_Prompt_
Transcribe the entries that come next exactly, but not the pictures they contain.

_Region pointing data_
== == ==

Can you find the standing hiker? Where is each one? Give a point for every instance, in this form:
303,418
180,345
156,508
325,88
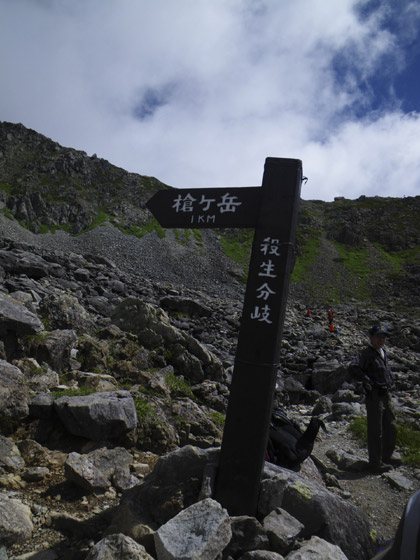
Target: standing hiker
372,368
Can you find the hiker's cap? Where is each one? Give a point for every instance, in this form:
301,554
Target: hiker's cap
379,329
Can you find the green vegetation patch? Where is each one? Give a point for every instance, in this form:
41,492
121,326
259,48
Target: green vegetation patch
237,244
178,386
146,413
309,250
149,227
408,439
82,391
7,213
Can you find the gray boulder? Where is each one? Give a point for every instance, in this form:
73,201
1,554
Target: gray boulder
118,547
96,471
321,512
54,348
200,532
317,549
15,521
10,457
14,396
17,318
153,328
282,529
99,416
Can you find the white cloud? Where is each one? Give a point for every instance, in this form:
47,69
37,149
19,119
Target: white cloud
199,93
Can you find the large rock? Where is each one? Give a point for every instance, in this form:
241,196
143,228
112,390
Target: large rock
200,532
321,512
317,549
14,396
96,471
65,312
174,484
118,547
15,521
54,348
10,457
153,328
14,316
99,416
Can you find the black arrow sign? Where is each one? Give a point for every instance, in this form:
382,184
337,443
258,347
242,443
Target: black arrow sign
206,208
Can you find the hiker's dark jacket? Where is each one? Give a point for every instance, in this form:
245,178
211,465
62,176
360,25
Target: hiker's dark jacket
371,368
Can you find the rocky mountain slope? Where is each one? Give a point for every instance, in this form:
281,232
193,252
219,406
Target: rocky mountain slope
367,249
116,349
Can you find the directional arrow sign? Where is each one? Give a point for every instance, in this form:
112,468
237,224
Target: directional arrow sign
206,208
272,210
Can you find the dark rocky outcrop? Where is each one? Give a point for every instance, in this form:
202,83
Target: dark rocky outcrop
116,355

== == ==

_Final answer_
Can you find the standing hiker? Where is each one? Give a point for every instance, in this form:
303,418
180,345
156,508
325,88
Target: standing hiker
372,368
Can you find the hiker's cap? Where is each one? Give a point for every instance, in this form:
301,554
Target: hiker's cap
379,329
Can you find the green vegetation patch? Where is each one? Give a point for every instance, in this form:
41,492
121,326
259,48
Target: green vegetation patch
237,244
178,386
146,413
309,250
149,227
408,439
82,391
7,213
Can you find the gray boulder? Where is each one? Give a point for every instance, in this form:
73,201
1,554
Target: gray boulder
118,547
96,471
321,512
54,348
200,532
317,549
15,521
10,457
14,396
17,318
153,328
282,529
99,416
Can you find the white cloud? Where is each one? Give a point for every instance, in this form:
47,69
37,149
19,119
Target: white cloud
199,93
Can you find the large rock? Where is each one? Give a point for every instance, in this form:
241,196
143,228
112,390
Target: large rock
200,532
321,512
317,549
14,396
96,471
65,312
174,484
118,547
15,521
54,348
10,457
153,328
14,316
99,416
Can you find the black arrow sign? Where is each one? Give a point for every instance, in this form:
382,184
337,443
258,347
242,443
Target: black arrow sign
206,208
Can you find the hiker's dark jacket? Where is each one? Give a point for every instance, in this form:
245,178
211,465
62,176
360,25
Target: hiker's dark jacket
371,368
Can you find the rocky mountain slope? Where is each one? Give a point for every instance, in this form:
281,232
193,252
219,406
Target: rocky mountain slope
367,249
116,349
Can you find the directional arrow sign? Where is each one? Give a point for every instance, in this form:
112,468
237,224
Target: directional arrow sign
206,208
272,210
Can you find the dark rocky outcrop? Where is each one? Give a point for every instance, in this form:
202,83
Target: dark rocky outcrop
116,355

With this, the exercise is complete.